(Data records)
========
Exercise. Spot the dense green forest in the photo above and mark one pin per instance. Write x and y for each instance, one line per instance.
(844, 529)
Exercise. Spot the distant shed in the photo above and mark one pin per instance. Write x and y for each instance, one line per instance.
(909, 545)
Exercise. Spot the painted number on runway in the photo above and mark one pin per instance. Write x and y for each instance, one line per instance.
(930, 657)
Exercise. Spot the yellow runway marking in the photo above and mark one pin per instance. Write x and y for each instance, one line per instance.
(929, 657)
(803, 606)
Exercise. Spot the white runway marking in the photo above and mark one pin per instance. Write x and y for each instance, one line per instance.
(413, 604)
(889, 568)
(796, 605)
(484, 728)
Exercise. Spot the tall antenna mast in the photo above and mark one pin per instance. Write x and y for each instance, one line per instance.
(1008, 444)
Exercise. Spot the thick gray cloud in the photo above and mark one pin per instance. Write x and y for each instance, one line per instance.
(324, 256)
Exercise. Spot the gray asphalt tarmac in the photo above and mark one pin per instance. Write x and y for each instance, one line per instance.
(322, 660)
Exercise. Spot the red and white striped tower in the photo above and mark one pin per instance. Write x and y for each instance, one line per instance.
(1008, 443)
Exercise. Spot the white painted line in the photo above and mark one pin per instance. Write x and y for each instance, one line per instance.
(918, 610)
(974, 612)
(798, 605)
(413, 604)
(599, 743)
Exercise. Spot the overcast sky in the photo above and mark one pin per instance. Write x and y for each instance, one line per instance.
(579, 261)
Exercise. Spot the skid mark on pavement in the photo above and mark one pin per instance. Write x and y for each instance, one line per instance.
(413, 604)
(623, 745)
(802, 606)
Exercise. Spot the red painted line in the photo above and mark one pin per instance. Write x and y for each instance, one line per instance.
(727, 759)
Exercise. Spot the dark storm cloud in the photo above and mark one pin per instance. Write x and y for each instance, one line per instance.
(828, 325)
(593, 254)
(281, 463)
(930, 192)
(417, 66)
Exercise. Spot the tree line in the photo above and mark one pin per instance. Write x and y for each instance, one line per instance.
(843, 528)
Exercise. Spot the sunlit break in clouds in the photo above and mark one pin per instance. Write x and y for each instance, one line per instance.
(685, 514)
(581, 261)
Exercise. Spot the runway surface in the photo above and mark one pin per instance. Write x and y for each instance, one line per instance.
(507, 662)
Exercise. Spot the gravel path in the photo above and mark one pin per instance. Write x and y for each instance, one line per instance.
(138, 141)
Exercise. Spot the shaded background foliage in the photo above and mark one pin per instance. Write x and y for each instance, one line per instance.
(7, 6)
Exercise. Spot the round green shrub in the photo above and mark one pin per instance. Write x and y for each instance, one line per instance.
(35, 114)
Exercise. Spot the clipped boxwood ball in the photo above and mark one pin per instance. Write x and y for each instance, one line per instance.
========
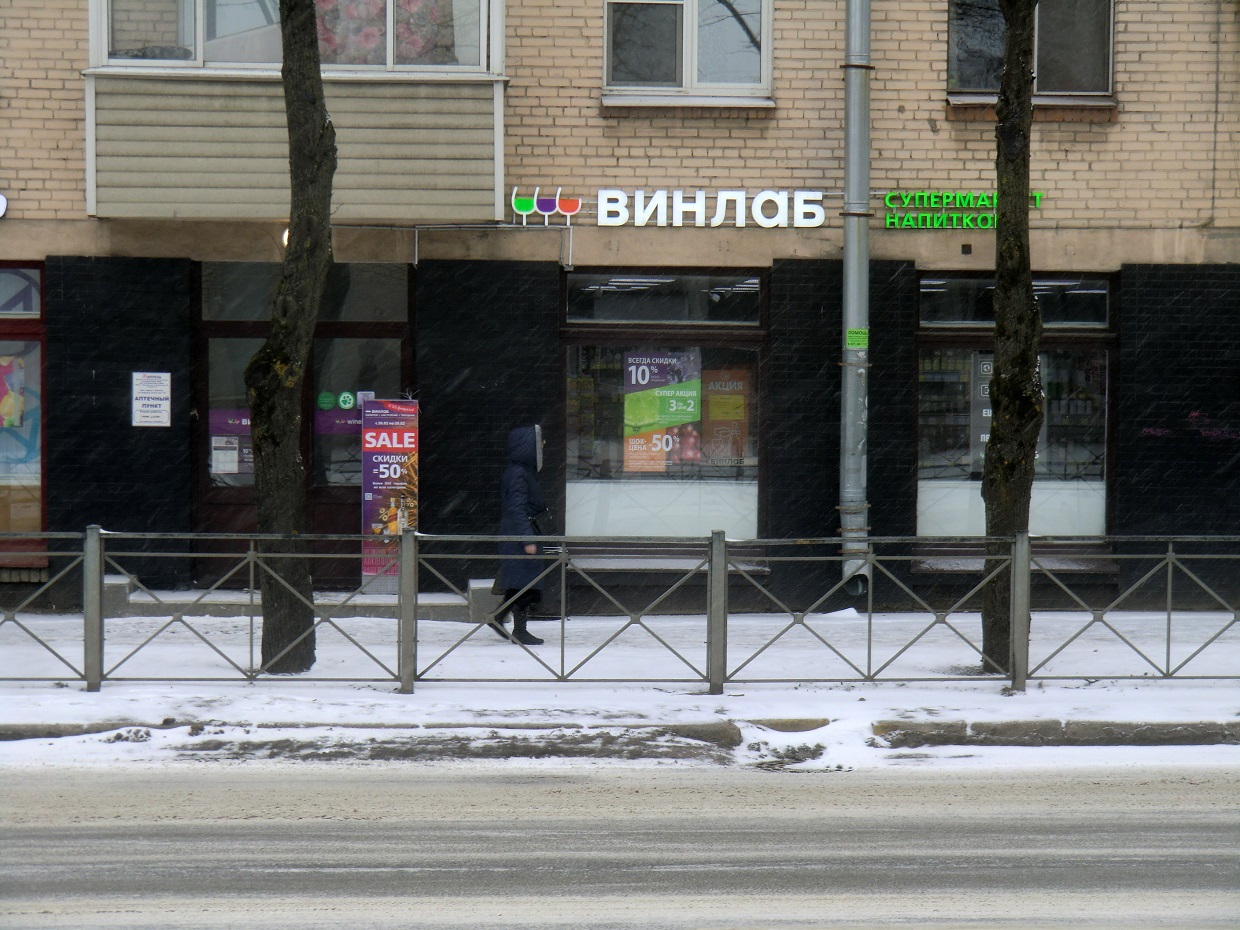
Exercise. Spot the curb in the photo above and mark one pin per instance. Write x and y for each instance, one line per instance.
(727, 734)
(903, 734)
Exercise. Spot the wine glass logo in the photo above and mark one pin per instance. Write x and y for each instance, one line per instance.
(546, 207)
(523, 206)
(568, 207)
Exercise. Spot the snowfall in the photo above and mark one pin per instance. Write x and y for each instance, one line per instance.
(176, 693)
========
WHAT IS ASKED:
Report how many lines in the entries above contain the string "green", matching case exactly. Give only the number.

RESULT:
2